In medicine, can first principles supersede evidence-based medicine?

Sherry Hernandez
Sherry Hernandez
PhD in Physics, applying first principles to problem-solving.

I don't think so. They are more like partners than substitutes.

Let me use an analogy to help you understand:

Evidence-based medicine is like "cooking by following a recipe."

This recipe isn't something someone just came up with on a whim; it's the "optimal solution" summarized by thousands of chefs after countless trials and improvements. For example, a "braised pork recipe" tells you what kind of meat to use, how big to cut it, how much sugar and soy sauce to add, and how long to stew it. If you follow it, you'll most likely make a delicious plate of braised pork.

In medicine, this "recipe" is large-scale clinical trial data. Most of the medications doctors prescribe and surgeries they recommend have been validated on many people and proven safe and effective. This is to ensure the stability and reliability of treatment, as lives are at stake, and you can't just be used as a guinea pig.

First principles thinking is like "understanding the chemical and physical principles of cooking."

It doesn't care about specific recipes but asks the most fundamental questions: Why does meat change color at high temperatures (Maillard reaction)? Why does sugar caramelize? Why does baking soda make dough fluffy?

Once you grasp these underlying principles, you're no longer just a chef who follows recipes; you become a master chef who can create new dishes. You know you can combine techniques from recipe A with ingredients from recipe B, and there might be a pleasant surprise.

In medicine, first principles thinking means exploring the most fundamental logic of life and disease. For example, why does a certain cancer cell proliferate indefinitely? What is its energy source? Is there a molecule that can precisely cut off its energy supply without harming normal cells? All new drug development and new therapy exploration originate from this way of thinking.

So, why can't "understanding the principles" directly replace "following a recipe"?

It's simple: the human body is incredibly complex!
****
[TASK TO COMPLETE]
Pick up the piece on first principles versus evidence-based medicine from its final line and keep writing it. Nothing in the listing is needed here.
****
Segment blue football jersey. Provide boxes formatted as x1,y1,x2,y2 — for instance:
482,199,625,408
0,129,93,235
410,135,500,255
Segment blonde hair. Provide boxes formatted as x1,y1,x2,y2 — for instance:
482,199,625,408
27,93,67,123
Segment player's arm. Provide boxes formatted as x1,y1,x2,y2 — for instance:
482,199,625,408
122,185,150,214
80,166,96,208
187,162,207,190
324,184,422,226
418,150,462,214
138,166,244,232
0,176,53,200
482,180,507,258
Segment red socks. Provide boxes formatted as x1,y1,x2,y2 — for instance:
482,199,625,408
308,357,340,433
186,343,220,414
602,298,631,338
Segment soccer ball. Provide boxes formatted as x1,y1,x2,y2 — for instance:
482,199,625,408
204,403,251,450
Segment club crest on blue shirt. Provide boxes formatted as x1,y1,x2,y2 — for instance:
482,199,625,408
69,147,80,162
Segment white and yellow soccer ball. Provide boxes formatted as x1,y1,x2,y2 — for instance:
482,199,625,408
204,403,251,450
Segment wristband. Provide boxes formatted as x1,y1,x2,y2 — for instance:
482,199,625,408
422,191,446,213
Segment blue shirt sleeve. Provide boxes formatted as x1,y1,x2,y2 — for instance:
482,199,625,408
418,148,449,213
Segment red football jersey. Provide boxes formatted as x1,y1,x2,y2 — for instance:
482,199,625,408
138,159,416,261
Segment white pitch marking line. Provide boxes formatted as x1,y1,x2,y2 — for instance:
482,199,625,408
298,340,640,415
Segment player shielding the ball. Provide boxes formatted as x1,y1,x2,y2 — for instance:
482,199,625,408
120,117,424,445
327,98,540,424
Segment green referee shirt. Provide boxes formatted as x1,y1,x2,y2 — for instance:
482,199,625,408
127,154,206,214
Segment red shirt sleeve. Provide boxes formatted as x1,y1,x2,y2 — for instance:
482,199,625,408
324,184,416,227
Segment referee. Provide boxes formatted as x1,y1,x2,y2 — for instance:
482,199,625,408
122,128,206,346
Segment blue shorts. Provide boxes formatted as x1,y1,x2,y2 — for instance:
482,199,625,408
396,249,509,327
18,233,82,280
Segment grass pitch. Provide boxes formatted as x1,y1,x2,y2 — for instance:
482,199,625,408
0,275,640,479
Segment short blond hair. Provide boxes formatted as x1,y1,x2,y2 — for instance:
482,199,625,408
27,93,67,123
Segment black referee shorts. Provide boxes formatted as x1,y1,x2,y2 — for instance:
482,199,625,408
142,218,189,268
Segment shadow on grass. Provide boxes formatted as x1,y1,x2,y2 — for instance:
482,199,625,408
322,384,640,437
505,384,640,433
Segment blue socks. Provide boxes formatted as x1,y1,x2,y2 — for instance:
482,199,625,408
****
[TASK RESULT]
Based on chemical principles, you might think ingredients A and B would taste great together, but in practice, the dish might taste strange or even be toxic. That's because you didn't account for dozens of other unexpected byproducts they might produce at high temperatures.

Similarly, scientists might design a new drug based on first principles, theoretically capable of "starving" cancer cells. However, when used in humans, it might cause various unexpected side effects, or the drug might be metabolized before it even reaches the cancer cells, or even cause severe damage to the liver and kidneys.

So, the process is as follows:

  1. Scientists use first principles to think, propose an innovative idea, and develop a new drug (like inventing a completely new dish).
  2. Then, the new drug must be validated using evidence-based medicine methods through rigorous, large-scale clinical trials (repeatedly testing this new dish) to see if it is effective and safe.
  3. Only when it is proven effective and safe can it be written into a new "recipe," become a standard treatment plan, and be promoted for public use.

To summarize: First principles are responsible for innovation and breakthroughs, serving as the engine of medical development, telling us "why"; evidence-based medicine is responsible for validation and safeguarding, serving as the cornerstone of medical safety, telling us "what" and "how." Neither can be dispensed with; one guides the direction, the other ensures steady progress.